> What you are asked to do
Reproduce every one of the records below line for line, with each line exactly as it stands. Omit the pictures from your output.

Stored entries
■ ■ ■ ■ ■
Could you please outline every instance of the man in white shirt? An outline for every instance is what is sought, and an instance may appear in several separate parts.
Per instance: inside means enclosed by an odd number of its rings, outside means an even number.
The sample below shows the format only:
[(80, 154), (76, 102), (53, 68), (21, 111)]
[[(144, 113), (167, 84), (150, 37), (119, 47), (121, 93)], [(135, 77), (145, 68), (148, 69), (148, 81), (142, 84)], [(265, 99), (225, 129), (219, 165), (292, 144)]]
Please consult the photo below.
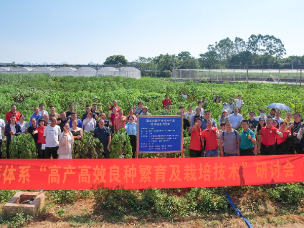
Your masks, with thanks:
[(59, 148), (59, 137), (61, 133), (60, 127), (57, 125), (57, 119), (55, 117), (51, 119), (51, 125), (46, 127), (43, 136), (46, 139), (46, 150), (45, 158), (57, 159), (57, 150)]
[(276, 113), (275, 114), (276, 115), (276, 117), (275, 117), (274, 118), (274, 121), (276, 120), (277, 121), (278, 121), (278, 123), (279, 123), (279, 126), (278, 126), (278, 128), (280, 127), (280, 124), (281, 124), (281, 122), (282, 121), (284, 121), (284, 120), (283, 119), (282, 119), (281, 118), (281, 110), (277, 110), (276, 111)]
[(44, 117), (46, 114), (49, 114), (47, 111), (45, 110), (45, 105), (44, 103), (42, 103), (39, 105), (39, 116)]
[(229, 117), (229, 120), (232, 123), (232, 126), (234, 129), (238, 130), (241, 126), (243, 117), (239, 113), (239, 108), (236, 106), (234, 109), (234, 113), (231, 114)]

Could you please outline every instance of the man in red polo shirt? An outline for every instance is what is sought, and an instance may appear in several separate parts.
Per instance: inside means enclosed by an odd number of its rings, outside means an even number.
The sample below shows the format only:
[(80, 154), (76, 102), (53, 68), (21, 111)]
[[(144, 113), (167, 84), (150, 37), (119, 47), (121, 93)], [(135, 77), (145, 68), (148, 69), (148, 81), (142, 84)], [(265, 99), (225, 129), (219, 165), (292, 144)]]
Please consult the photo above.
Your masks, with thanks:
[(194, 122), (195, 124), (191, 130), (191, 139), (189, 147), (189, 157), (190, 158), (201, 157), (201, 150), (202, 150), (201, 140), (202, 119), (199, 117), (195, 119)]
[(172, 102), (171, 102), (171, 100), (169, 99), (169, 96), (168, 94), (165, 95), (165, 100), (163, 100), (163, 107), (165, 108), (167, 104), (171, 104)]
[(212, 121), (207, 120), (207, 128), (202, 132), (202, 143), (206, 143), (206, 157), (218, 157), (218, 141), (219, 131), (217, 128), (212, 127)]
[(108, 105), (107, 105), (107, 106), (108, 106), (108, 108), (109, 109), (110, 109), (110, 110), (111, 111), (113, 111), (113, 108), (114, 107), (116, 107), (116, 108), (117, 108), (117, 110), (118, 110), (118, 110), (120, 109), (120, 107), (119, 107), (118, 106), (117, 106), (117, 101), (116, 100), (114, 100), (113, 101), (113, 105), (112, 105), (111, 106), (110, 106), (110, 104), (109, 104), (109, 103), (108, 103)]
[(16, 122), (18, 122), (19, 121), (20, 118), (20, 113), (19, 111), (17, 111), (17, 106), (16, 104), (13, 104), (11, 105), (11, 111), (9, 111), (7, 113), (5, 116), (5, 123), (11, 123), (11, 116), (12, 115), (16, 116)]
[(114, 119), (113, 126), (114, 127), (114, 133), (122, 128), (124, 128), (126, 126), (126, 120), (127, 118), (124, 116), (124, 110), (122, 109), (118, 111), (118, 117)]
[(262, 155), (276, 155), (276, 135), (283, 137), (283, 134), (272, 126), (273, 122), (272, 117), (267, 117), (266, 126), (261, 129), (257, 152), (260, 151)]

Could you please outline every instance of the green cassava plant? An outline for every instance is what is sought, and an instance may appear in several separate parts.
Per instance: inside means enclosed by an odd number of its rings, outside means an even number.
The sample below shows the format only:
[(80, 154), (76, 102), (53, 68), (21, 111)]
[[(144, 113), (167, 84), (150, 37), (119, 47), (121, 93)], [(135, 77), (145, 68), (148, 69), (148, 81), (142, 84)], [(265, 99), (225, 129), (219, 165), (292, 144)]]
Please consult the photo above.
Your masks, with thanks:
[(110, 144), (110, 158), (132, 158), (130, 137), (125, 129), (119, 129), (113, 136)]

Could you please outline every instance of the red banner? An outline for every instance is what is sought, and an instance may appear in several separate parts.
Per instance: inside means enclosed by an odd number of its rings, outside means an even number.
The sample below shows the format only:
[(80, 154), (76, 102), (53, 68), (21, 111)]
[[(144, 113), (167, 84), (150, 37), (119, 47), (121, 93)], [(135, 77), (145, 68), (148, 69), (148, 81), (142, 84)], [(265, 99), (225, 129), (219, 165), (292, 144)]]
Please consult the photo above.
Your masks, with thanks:
[(2, 159), (0, 189), (163, 188), (304, 181), (304, 155), (138, 159)]

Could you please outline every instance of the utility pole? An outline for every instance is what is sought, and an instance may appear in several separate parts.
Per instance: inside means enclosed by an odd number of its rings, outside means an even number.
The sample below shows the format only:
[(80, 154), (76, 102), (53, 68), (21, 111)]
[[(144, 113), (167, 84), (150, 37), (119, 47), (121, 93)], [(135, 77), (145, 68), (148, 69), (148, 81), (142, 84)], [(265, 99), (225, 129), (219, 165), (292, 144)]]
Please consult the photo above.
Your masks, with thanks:
[(173, 76), (173, 78), (175, 79), (175, 55), (173, 55), (173, 73), (172, 74)]
[(155, 80), (156, 80), (156, 66), (157, 66), (157, 63), (155, 64)]

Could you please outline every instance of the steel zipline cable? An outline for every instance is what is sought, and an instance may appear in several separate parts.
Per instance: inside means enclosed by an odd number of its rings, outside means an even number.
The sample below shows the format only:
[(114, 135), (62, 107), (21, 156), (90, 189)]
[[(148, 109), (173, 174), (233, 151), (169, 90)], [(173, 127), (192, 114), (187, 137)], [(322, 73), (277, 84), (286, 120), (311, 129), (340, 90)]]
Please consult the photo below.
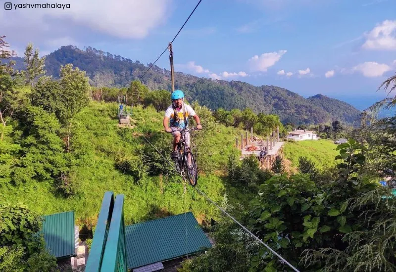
■ ■ ■ ■ ■
> Answer below
Could you please outline every instance of the man in white shirt? An outline for every instance is what is sought, and an instance may appear in several separate parts.
Per instance: inside means enclosed by an odd number of its rings, outside means an even number.
The sample below shows the format only:
[(80, 154), (76, 102), (53, 68), (21, 111)]
[[(144, 113), (167, 84), (150, 37), (119, 47), (121, 93)], [(135, 77), (145, 68), (148, 69), (148, 81), (142, 84)], [(265, 99), (225, 129), (219, 165), (292, 144)]]
Please consult the photo below.
Your masks, with thanks:
[(59, 148), (59, 137), (61, 133), (60, 127), (57, 125), (57, 119), (55, 117), (51, 119), (51, 125), (46, 127), (43, 136), (46, 139), (46, 150), (45, 158), (57, 159), (57, 150)]
[(276, 113), (275, 114), (276, 115), (276, 117), (275, 117), (274, 118), (274, 121), (276, 120), (277, 121), (278, 121), (278, 123), (279, 123), (279, 126), (278, 126), (278, 128), (280, 127), (280, 124), (281, 124), (281, 122), (282, 121), (284, 121), (284, 120), (283, 119), (282, 119), (281, 118), (281, 110), (277, 110), (276, 111)]
[(44, 117), (46, 114), (49, 114), (47, 111), (45, 110), (45, 105), (44, 103), (42, 103), (39, 105), (39, 116)]
[(229, 117), (229, 120), (232, 123), (232, 126), (234, 129), (238, 130), (241, 126), (243, 117), (239, 113), (239, 108), (236, 106), (234, 109), (234, 113), (231, 114)]

Could you please outline every instance of the man in red polo shirt? An outline for every instance is what is sought, and an instance may appear in several separate parts.
Per instance: inside means enclosed by an odd number of its rings, outside means an even number.
The sample below shows the format only:
[(80, 154), (76, 102), (53, 68), (21, 111)]
[[(144, 113), (167, 84), (150, 37), (119, 47), (121, 93)], [(135, 77), (145, 68), (148, 69), (148, 81), (142, 84)], [(265, 99), (225, 129), (219, 165), (292, 144)]]
Please consult the photo above.
Your masks, with thanks:
[(194, 122), (195, 124), (191, 130), (191, 139), (189, 147), (189, 157), (190, 158), (201, 157), (201, 150), (202, 150), (201, 140), (202, 119), (199, 117), (195, 119)]
[(172, 102), (171, 102), (171, 100), (169, 99), (169, 96), (168, 94), (165, 95), (165, 100), (163, 100), (163, 107), (165, 108), (167, 104), (171, 104)]
[(212, 121), (207, 120), (207, 128), (202, 132), (202, 143), (206, 143), (206, 157), (218, 157), (218, 141), (219, 131), (217, 128), (212, 127)]
[(108, 105), (107, 105), (107, 106), (108, 106), (108, 108), (109, 109), (110, 109), (110, 110), (111, 111), (113, 111), (113, 108), (114, 107), (116, 107), (116, 108), (117, 108), (117, 110), (118, 110), (118, 110), (120, 109), (120, 107), (119, 107), (118, 106), (117, 106), (117, 101), (116, 100), (114, 100), (113, 101), (113, 105), (112, 105), (111, 106), (110, 106), (110, 104), (109, 104), (109, 103), (108, 103)]
[(16, 122), (18, 122), (19, 121), (20, 118), (20, 113), (19, 111), (17, 111), (17, 106), (16, 104), (13, 104), (11, 105), (11, 111), (9, 111), (7, 113), (5, 116), (5, 123), (11, 123), (11, 116), (12, 115), (16, 116)]
[(114, 119), (113, 126), (114, 127), (114, 133), (122, 128), (124, 128), (126, 126), (126, 120), (127, 118), (124, 116), (124, 110), (122, 109), (118, 111), (118, 117)]
[(262, 155), (276, 155), (276, 135), (283, 137), (283, 134), (272, 126), (273, 122), (272, 117), (267, 117), (266, 126), (261, 129), (257, 152), (260, 151)]

Could you please outline every instance of the green cassava plant? An outline for every instance is what is sought, and an instance may appear in several separate parts.
Per instance: inside means enclosed by an odd number of its rings, outside means an even number.
The sample below shows the format only:
[(80, 154), (76, 102), (53, 68), (21, 111)]
[[(144, 113), (167, 84), (150, 37), (119, 47), (121, 93)], [(135, 77), (145, 68), (148, 69), (148, 81), (142, 84)], [(265, 99), (225, 129), (219, 165), (292, 144)]]
Please consult the photo above.
Your masks, with thanks:
[(110, 144), (110, 158), (132, 158), (130, 137), (125, 129), (119, 129), (113, 136)]

Could you please outline every instance of the red banner? An outline for every instance is what is sought, and an instance may appear in several separate parts.
Per instance: inside means enclosed by an odd number of its rings, outside means an even number.
The sample below shows the format only:
[(80, 154), (76, 102), (53, 68), (21, 111)]
[[(144, 113), (167, 84), (150, 37), (119, 47), (121, 93)], [(135, 77), (145, 68), (148, 69), (148, 81), (142, 84)], [(265, 99), (225, 129), (219, 165), (292, 144)]]
Please consult the photo above.
Your masks, with thanks:
[(2, 159), (0, 189), (163, 188), (304, 181), (304, 155), (138, 159)]

Could you please outline every instance of the utility pole? An outline for every instance is what is sought, and an instance may appear in several separate parts.
Per instance: inside means enclosed by an odd number of its rings, outside means an even number.
The sample below shows the format only:
[(80, 154), (76, 102), (53, 68), (21, 111)]
[[(144, 113), (167, 84), (150, 37), (119, 47), (121, 93)], [(135, 77), (145, 68), (148, 69), (148, 81), (142, 84)], [(265, 99), (225, 129), (219, 165), (292, 144)]]
Please consult the photo above.
Your masks, with thanks:
[(173, 76), (173, 78), (175, 79), (175, 55), (173, 55), (173, 73), (172, 74)]
[(155, 80), (156, 80), (156, 66), (157, 66), (157, 63), (155, 64)]

Could you please outline every instance of the steel zipline cable? An outline for every instance is what is sought, and an instance may appear in several separate parts.
Per instance: inside means enclosed by an odd number of its rings, outside means an even number.
The sample below shows the format only:
[(114, 135), (62, 107), (21, 156), (90, 189)]
[[(148, 109), (173, 174), (233, 151), (169, 90)], [(173, 127), (192, 114), (187, 137)], [(322, 73), (277, 84), (286, 120), (311, 129), (340, 90)]]
Please consult the photo below.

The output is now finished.